### Selected passage

== Segment start ==

Developing a shared leadership culture to support significant growth

The organisation

Xaar is a market-focused technology leader and the world-leading supplier of state-of-the-art industrial inkjet printheads, inks and peripheral equipment. Xaar’s valuable IPR portfolio underpins all the company’s initiatives. With over 700 patents filed since 1986, covering the areas of technological advancement, know-how and production processes, this ongoing commitment to innovation ensures Xaar remains a leader in bringing leading inkjet technology to a wide range of industries. The company operates in Europe, the Americas, Asia and the Middle East. It is headquartered in Cambridge, the United Kingdom.

== Segment end ==

### Information given
== Segment start ==

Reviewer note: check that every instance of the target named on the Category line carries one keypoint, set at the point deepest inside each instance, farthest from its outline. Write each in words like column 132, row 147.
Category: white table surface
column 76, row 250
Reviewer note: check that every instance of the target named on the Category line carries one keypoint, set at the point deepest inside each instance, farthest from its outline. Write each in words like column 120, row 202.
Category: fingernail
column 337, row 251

== Segment end ==

### Action item
According to the passage about Xaar, how many patents has the company filed since 1986?

### Output for this exercise
Over 700 patents.